== Problem details ==
Find "Expected behaviour: a marker sits on the white informational" in the data, then restate the line it sits in and every later line word for word, ending with the last line.

(Stored items from a collection)
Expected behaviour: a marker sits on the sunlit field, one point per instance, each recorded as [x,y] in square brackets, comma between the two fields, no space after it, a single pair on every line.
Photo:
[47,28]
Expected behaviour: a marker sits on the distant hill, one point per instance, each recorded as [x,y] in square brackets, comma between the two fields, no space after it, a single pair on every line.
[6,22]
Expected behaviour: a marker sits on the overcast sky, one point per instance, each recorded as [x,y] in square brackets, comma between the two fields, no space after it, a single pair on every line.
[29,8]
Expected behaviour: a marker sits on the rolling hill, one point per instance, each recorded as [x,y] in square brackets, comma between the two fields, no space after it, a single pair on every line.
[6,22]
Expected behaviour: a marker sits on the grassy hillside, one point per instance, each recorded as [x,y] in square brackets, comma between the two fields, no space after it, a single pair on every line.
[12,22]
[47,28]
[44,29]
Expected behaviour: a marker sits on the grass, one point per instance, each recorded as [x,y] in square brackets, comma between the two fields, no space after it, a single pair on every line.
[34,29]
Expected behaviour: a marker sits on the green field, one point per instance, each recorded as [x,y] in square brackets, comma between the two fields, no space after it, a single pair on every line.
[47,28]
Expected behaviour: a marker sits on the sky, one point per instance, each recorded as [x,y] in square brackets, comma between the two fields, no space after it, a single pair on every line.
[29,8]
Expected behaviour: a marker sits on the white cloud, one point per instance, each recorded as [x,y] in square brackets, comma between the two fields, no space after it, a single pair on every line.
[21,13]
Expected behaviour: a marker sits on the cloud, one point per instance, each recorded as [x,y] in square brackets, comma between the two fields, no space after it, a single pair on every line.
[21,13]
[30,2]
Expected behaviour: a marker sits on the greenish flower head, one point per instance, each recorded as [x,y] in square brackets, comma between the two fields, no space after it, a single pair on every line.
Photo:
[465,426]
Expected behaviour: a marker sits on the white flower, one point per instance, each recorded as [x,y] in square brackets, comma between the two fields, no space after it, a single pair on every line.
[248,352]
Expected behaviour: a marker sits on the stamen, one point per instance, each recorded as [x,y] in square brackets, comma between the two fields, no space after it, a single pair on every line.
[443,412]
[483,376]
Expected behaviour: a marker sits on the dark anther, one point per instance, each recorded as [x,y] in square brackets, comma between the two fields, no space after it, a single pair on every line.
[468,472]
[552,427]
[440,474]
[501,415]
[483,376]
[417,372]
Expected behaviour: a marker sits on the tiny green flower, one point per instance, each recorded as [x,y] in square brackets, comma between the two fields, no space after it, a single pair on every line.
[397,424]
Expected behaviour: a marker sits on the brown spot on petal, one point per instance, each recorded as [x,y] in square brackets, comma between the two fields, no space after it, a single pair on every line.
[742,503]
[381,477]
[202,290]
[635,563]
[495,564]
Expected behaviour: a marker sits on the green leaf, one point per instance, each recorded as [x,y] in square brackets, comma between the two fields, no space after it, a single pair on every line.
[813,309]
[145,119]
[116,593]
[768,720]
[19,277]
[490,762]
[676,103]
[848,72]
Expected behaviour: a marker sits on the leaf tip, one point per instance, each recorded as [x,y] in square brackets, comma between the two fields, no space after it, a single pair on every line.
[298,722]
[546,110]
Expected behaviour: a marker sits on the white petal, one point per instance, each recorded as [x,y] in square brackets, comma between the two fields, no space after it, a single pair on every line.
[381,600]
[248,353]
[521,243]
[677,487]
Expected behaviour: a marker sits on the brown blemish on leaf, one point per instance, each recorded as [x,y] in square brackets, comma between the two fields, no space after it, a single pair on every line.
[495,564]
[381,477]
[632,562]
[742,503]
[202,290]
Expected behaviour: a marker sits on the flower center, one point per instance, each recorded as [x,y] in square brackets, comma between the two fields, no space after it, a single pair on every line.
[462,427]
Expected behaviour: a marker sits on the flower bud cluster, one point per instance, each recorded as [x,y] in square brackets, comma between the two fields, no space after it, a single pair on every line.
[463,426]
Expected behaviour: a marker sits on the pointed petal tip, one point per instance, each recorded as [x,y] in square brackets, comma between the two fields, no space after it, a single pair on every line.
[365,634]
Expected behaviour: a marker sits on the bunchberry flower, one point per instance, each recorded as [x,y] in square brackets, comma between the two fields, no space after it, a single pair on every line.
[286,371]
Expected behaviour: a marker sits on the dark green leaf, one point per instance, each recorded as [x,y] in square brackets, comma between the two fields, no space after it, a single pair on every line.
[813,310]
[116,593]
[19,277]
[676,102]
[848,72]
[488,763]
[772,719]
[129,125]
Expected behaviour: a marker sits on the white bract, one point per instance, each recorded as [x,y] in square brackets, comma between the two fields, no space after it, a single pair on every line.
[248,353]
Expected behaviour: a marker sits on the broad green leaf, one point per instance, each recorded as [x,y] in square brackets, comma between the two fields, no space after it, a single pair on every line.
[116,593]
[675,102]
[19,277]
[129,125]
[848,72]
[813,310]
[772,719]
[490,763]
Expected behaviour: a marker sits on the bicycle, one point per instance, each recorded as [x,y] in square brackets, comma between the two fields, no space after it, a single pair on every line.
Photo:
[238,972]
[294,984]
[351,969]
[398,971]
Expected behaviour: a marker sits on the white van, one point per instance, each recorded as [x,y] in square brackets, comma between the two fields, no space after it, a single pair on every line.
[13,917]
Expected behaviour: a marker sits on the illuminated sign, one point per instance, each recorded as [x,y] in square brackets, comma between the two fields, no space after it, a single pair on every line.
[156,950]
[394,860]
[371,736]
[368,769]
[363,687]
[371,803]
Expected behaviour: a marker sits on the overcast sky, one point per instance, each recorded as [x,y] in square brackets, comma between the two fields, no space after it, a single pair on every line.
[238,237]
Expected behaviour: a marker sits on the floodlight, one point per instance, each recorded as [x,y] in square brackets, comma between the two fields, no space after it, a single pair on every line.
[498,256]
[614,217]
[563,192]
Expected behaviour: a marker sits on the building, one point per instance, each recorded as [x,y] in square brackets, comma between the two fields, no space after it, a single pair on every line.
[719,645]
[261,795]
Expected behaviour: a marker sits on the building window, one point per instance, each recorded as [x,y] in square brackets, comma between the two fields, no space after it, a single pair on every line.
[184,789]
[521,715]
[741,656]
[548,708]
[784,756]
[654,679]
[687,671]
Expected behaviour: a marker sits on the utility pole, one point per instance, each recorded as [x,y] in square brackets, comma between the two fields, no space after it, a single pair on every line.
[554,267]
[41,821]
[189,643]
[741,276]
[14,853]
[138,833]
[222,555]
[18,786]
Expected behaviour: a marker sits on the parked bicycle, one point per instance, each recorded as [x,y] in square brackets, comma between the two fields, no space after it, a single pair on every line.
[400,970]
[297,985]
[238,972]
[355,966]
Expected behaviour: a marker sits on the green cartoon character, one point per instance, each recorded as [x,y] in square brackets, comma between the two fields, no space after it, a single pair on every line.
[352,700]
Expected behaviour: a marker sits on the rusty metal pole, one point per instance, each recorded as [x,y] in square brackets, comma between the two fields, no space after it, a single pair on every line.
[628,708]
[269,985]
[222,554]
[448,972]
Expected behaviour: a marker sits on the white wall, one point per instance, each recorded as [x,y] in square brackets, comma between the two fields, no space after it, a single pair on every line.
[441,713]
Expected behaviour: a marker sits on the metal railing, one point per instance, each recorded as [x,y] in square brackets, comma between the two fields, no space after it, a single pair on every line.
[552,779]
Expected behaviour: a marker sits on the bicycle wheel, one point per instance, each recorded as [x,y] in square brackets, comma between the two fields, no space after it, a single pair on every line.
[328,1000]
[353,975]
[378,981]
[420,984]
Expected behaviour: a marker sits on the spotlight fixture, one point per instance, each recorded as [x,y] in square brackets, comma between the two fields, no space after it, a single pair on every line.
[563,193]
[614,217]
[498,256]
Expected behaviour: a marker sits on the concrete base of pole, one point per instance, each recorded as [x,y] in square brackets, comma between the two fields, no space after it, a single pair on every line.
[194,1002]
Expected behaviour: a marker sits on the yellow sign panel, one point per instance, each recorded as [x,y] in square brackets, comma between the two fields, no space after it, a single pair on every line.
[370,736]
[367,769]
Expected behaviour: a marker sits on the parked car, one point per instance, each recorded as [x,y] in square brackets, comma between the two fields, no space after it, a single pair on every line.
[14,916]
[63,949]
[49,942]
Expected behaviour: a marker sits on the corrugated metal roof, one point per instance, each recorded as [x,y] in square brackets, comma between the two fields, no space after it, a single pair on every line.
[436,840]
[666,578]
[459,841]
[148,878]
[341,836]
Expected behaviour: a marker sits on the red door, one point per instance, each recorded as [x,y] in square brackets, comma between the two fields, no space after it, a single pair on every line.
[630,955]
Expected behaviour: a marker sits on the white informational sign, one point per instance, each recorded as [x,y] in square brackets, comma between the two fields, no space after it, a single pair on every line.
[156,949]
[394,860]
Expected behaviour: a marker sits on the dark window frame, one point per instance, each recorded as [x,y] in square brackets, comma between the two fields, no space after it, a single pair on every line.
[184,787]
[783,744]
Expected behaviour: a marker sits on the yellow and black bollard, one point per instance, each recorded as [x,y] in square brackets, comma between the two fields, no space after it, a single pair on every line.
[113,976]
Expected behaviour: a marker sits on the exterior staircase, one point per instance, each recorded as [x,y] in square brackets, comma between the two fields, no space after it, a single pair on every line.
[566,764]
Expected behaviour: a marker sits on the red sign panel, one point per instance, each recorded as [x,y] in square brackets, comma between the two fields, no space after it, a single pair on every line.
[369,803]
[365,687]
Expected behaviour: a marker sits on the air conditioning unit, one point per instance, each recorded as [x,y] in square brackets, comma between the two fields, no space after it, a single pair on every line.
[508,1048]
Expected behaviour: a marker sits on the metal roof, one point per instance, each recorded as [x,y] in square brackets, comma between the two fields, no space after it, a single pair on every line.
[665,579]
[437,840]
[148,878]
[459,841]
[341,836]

== Final result ==
Expected behaviour: a marker sits on the white informational sign, one point per instance, each recorded as [x,y] in square brackets, comma between the two fields, no space after it, a single pair on every line.
[156,949]
[394,860]
Expected behaviour: a marker sits on the dark window frame, one point per instance, each recorded as [x,y] in square brackets, comma between the two fields, no space after it, a single pair on every line.
[184,787]
[783,744]
Expected behaviour: a marker sits on the yellow and black bollard, one point per instance, each recorded as [x,y] in square brackets, comma between the two fields, no space after it, a single pair on every line.
[113,976]
Expected behaviour: a marker sits on the exterior staircase, one point per instance, each recorded as [x,y] in square brackets, comma between the two fields, no space after it, a single pair on every line.
[566,764]
Expected behaviour: a marker sits on the red sign panel, one point per instance, each recorded as [x,y] in square brackets, comma between the two fields, no space after it, a single pair on every line.
[369,803]
[365,687]
Expected behaviour: a marker sits on the air conditioning unit, one point per instance, each recorded as [x,y] in square brackets, comma between the two fields, no space after it, a single pair on every line.
[508,1048]
Expected behaviour: a marker sits on the metal roof, one point per instance, each recorded as [x,y] in square brackets, comma between the two fields, no space after it, a single pair on every line.
[665,579]
[437,840]
[148,878]
[459,841]
[341,836]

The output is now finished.